(Point-per-instance localization data)
-------

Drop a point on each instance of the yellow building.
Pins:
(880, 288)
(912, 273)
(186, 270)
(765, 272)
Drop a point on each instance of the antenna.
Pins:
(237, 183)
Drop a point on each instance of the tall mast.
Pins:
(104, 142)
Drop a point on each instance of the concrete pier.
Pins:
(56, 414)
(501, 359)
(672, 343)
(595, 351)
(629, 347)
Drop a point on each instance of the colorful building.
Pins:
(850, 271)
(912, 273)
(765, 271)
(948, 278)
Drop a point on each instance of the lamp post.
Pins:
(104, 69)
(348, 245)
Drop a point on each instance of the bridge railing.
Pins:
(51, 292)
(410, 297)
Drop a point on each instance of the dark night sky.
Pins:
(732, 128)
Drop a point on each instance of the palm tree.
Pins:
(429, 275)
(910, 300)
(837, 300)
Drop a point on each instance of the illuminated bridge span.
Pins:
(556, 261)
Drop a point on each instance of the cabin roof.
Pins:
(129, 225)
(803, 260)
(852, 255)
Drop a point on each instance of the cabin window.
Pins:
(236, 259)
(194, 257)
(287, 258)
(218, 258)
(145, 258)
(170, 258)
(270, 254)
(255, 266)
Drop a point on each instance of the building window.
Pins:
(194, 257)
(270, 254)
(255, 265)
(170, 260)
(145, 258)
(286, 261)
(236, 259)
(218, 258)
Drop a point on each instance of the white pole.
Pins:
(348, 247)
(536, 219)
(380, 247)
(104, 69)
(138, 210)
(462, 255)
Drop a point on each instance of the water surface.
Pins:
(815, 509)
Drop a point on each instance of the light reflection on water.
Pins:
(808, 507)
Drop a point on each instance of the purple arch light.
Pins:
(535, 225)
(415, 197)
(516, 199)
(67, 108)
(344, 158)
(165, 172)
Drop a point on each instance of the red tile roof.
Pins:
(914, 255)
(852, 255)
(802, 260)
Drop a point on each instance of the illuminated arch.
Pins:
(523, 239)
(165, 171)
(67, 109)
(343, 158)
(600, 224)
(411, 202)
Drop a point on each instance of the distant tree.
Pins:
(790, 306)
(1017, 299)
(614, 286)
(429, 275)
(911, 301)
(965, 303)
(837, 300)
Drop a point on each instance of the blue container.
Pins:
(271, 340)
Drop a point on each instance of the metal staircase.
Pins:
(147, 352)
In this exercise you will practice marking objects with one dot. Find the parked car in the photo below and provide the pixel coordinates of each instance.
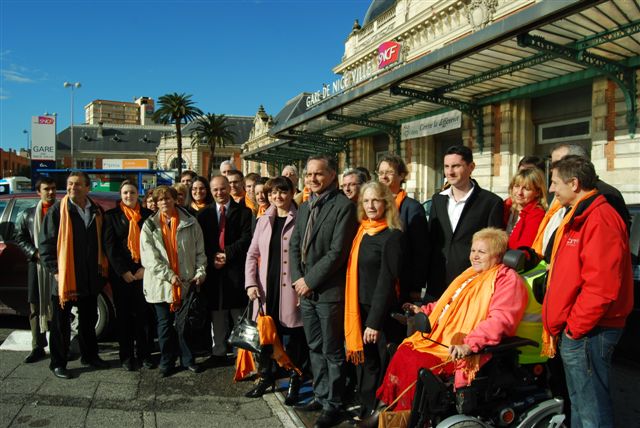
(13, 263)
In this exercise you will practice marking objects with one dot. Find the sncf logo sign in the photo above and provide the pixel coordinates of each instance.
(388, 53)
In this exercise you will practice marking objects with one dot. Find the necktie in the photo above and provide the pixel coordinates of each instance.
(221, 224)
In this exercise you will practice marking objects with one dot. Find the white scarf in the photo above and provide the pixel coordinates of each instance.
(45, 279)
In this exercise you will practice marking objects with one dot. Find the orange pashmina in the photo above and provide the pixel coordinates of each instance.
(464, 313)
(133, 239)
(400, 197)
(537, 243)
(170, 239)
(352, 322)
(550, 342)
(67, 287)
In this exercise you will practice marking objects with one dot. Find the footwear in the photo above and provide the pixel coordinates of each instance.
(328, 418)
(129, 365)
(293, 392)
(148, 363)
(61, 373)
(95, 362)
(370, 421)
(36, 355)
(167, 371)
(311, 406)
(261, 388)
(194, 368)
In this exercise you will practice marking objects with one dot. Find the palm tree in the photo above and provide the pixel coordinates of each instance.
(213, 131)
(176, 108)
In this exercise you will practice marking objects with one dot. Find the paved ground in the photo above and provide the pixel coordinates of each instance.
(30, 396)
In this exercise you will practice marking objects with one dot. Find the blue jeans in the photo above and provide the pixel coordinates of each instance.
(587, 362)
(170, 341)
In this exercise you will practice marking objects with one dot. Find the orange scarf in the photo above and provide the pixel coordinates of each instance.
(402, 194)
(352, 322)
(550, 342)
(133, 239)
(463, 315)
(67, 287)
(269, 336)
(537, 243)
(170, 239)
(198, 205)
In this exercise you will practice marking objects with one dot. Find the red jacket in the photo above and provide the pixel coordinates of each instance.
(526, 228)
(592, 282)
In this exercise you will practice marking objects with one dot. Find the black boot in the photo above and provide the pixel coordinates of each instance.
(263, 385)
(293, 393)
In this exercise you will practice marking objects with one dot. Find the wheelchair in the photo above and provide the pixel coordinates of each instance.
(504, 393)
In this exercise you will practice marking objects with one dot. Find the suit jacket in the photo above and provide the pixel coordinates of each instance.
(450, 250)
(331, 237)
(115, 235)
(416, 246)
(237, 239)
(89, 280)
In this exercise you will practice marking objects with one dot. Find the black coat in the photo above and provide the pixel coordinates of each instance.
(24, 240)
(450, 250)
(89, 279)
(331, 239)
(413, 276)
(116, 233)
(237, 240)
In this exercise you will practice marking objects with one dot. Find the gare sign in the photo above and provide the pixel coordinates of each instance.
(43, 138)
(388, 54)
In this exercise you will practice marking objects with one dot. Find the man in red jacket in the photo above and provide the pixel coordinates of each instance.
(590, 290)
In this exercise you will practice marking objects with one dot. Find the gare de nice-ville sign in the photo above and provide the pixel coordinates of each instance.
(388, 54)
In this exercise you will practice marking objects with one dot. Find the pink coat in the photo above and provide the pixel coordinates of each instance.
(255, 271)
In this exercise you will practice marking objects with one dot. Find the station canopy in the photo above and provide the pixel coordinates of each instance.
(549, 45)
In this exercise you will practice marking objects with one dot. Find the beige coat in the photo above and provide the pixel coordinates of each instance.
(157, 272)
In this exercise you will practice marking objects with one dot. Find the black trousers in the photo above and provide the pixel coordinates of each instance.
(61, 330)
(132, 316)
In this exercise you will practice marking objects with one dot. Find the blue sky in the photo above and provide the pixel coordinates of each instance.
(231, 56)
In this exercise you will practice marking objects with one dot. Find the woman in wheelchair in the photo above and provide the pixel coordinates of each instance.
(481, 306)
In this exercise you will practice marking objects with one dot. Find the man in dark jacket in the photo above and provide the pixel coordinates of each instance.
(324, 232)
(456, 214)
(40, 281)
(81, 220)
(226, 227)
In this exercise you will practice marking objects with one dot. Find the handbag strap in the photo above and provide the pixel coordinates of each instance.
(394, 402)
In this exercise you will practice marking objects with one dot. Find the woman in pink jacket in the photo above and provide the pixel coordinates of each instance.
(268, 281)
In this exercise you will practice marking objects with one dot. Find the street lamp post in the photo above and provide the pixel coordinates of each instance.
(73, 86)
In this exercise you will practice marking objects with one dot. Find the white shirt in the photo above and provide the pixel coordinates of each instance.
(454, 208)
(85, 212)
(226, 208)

-------

WORK INSTRUCTION: Your answer should consist only of the lines from the one that holds "Find the street" to the end of the entries above, both ends included, each repeated exactly.

ANSWER BELOW:
In this exercise you will practice marking objects with one dot. Find the street lamp post in the photo above and provide the pixel coordinates of each instance.
(73, 86)
In this exercise you will practice marking objects with one dot. Find the white shirt in the photo above and provide the pixel coordinates of each instance.
(454, 208)
(85, 212)
(226, 208)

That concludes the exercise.